[Begin Quoted text]

# Experiment 1
## Comparing Multiple Lemmatizations
In this experiment, I have successfully used NLTK and spaCy lemmatizers. I had attempted to use Gensim, TreeTaggerWrapper and TextBlob as well but ran into various issues.

Gensim's lemmatizer relied on Pattern, but Pattern has not been updated for several years, so Gensim has removed their lemmatize function from Gensnim 4.0. The discussion can be found here: https://github.com/RaRe-Technologies/gensim/issues/2716

TreeTaggerWrapper required multiple local installations to use compared to a simple pip install command which other libraries use. First their package, then their tagging scripts, followed by installation scripts and finally parameter files. I was concerned that due to a multi-step installation, it would not work properly when run on a different computer. (https://www.cis.lmu.de/~schmid/tools/TreeTagger/)

Lastly, TextBlob made use of TextBlob and Word objects. TextBlob only takes in non-tokenized Strings and Word only takes in a single word String. To use TextBlob, I would have to use untokenized text which would not make for a fair experiment as NLTK and spaCy performed lemmatizations on sentences tokenized by the same library (NLTK). While documentation states that they have WordList objects which contains Words in a TextBlob, WordLists do not have contain a pos tags parameter which makes me unable to use it for lemmatization. 

In [245]:
import keras
import numpy as np
import pandas as pd
import pickle
import sklearn
import tensorflow as tf

In [246]:
# File paths

# Data Directory
DATA_DIR = "data"

# Balanced datasets
BALANCED_TRAIN_DATASET = "data/balanced_dataset.pickle"
BALANCED_TEST_DATASET = "data/balanced_test_dataset.pickle"

# Preprocessed balanced test dataset
PREPROCESSED_BAL_TEST_DATASET = "data/preprocessed_test.pickle"

In [247]:
# Function to save data as a .pickle file
# Params: 
    # List or Dataframe - @data: Data to be saved as pickle
    # Str - @folder: folder name
    # Str - file name
# Output: Pickle file in directory/repo 
def save_pickle(data, folder, file_name):
    with open("{0}/{1}.pickle".format(folder, file_name), 'wb') as f:
        pickle.dump(data, f)
    print(f"Saved data is stored in \'{folder}\' in the form of {file_name}.pickle")
    #pickle.dump(data, open("data/{0}.pickle".format(file_name),"wb"))

# Function to load pickle file
# Params:
    # Str - @file_path: File path of pickle file
# Output:
    # Saved object in original file type (list/dataframe)

[End Quoted text]

→ **Set problem a**:
Why was TreeTaggerWrapper left out of the lemmatization experiment? Answer in one to three sentences.
The records are separate material, unrelated to the lemmatization experiment.

[Begin Raw records]

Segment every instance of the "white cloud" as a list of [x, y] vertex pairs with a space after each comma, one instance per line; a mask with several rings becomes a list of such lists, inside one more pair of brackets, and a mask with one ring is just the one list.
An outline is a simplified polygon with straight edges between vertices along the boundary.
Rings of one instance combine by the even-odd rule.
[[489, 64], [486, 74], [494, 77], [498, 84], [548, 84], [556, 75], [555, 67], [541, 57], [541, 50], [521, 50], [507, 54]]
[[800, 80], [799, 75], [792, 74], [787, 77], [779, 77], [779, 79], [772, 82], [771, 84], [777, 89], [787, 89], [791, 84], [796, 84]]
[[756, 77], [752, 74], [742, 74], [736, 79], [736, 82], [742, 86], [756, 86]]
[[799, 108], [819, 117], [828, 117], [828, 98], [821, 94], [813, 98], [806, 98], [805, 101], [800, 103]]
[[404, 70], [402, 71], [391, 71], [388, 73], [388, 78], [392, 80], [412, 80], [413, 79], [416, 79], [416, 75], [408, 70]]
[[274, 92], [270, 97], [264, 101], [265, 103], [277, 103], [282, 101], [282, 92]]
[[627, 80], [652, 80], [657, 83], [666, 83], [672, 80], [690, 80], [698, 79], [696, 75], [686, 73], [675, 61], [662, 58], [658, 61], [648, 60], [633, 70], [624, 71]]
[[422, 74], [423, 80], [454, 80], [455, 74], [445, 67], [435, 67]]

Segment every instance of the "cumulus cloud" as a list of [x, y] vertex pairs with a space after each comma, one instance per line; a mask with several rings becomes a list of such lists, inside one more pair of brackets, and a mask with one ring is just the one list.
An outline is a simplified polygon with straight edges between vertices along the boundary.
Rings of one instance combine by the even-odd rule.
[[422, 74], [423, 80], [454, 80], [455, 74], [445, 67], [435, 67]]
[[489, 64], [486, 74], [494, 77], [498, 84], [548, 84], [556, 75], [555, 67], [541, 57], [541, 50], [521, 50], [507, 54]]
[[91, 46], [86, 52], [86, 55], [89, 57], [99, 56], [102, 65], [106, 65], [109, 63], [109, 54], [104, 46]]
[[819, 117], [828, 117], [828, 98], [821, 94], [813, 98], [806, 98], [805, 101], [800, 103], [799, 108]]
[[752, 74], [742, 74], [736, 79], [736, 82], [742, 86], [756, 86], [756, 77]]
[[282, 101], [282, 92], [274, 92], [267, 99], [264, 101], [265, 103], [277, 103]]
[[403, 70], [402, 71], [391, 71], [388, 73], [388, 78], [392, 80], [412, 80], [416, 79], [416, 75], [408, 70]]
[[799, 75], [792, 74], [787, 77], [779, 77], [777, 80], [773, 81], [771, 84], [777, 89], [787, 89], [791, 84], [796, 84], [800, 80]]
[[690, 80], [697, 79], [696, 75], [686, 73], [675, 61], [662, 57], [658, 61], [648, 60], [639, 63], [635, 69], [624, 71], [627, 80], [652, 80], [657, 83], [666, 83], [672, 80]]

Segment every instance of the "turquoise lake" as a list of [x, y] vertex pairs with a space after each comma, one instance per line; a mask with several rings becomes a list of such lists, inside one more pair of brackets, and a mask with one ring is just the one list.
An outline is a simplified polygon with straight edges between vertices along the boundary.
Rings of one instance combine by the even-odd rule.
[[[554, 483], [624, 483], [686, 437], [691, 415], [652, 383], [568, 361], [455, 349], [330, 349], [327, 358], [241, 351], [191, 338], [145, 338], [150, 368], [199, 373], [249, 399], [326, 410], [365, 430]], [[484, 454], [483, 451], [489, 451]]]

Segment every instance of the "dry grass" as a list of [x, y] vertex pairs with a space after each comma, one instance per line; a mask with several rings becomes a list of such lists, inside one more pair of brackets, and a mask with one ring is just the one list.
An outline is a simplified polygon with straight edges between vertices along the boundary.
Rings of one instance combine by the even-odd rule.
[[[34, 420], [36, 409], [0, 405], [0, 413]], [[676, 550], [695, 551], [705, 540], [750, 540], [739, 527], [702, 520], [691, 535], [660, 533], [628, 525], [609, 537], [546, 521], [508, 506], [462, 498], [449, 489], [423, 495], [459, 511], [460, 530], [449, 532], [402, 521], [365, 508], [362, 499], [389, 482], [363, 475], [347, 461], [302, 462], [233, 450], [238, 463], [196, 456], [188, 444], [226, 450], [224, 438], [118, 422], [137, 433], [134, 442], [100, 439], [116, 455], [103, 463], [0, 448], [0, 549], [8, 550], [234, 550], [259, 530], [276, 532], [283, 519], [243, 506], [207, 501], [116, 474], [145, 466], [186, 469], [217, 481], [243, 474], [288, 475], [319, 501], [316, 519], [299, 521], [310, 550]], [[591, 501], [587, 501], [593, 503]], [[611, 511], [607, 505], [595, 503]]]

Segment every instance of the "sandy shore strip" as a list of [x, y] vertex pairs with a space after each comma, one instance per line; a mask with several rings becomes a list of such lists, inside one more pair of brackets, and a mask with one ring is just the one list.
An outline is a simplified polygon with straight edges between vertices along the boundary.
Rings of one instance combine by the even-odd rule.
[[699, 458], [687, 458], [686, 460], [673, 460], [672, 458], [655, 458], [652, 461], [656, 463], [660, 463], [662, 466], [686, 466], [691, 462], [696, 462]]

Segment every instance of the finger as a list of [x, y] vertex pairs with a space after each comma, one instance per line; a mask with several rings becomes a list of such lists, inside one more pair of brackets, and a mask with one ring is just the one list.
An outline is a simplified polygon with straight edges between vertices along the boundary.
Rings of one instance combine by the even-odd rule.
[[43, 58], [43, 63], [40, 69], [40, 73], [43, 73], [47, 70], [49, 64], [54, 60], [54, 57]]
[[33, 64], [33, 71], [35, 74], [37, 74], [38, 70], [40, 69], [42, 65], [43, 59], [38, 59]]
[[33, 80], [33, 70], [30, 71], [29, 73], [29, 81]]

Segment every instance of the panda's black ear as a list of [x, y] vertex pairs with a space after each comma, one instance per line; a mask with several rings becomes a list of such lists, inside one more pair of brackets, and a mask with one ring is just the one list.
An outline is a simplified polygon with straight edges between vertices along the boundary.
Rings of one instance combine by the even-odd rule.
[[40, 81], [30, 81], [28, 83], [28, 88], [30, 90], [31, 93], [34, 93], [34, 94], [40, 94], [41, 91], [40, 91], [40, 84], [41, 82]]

[End Raw records]

→ **Set problem b**:
Can you render the records from the line with "Segment every instance of the finger" through the end of the records as a two-column CSV with columns named request and answer, one row per request, each field quoted and line breaks turned into spaces?

→ **Worked solution a**:
TreeTaggerWrapper needed several local installations (the package, tagging scripts, installation scripts and parameter files) instead of a single pip install. That multi-step setup raised the concern that it would not work properly on a different computer.

→ **Worked solution b**:
request,answer
"Segment every instance of the finger as a list of [x, y] vertex pairs with a space after each comma, one instance per line; a mask with several rings becomes a list of such lists, inside one more pair of brackets, and a mask with one ring is just the one list. An outline is a simplified polygon with straight edges between vertices along the boundary. Rings of one instance combine by the even-odd rule.","[[43, 58], [43, 63], [40, 69], [40, 73], [43, 73], [47, 70], [49, 64], [54, 60], [54, 57]] [[33, 64], [33, 71], [35, 74], [37, 74], [38, 70], [40, 69], [42, 65], [43, 59], [38, 59]] [[33, 80], [33, 70], [30, 71], [29, 73], [29, 81]]"
"Segment every instance of the panda's black ear as a list of [x, y] vertex pairs with a space after each comma, one instance per line; a mask with several rings becomes a list of such lists, inside one more pair of brackets, and a mask with one ring is just the one list. An outline is a simplified polygon with straight edges between vertices along the boundary. Rings of one instance combine by the even-odd rule.","[[40, 81], [30, 81], [28, 83], [28, 88], [30, 90], [31, 93], [34, 93], [34, 94], [40, 94], [41, 91], [40, 91], [40, 84], [41, 82]]"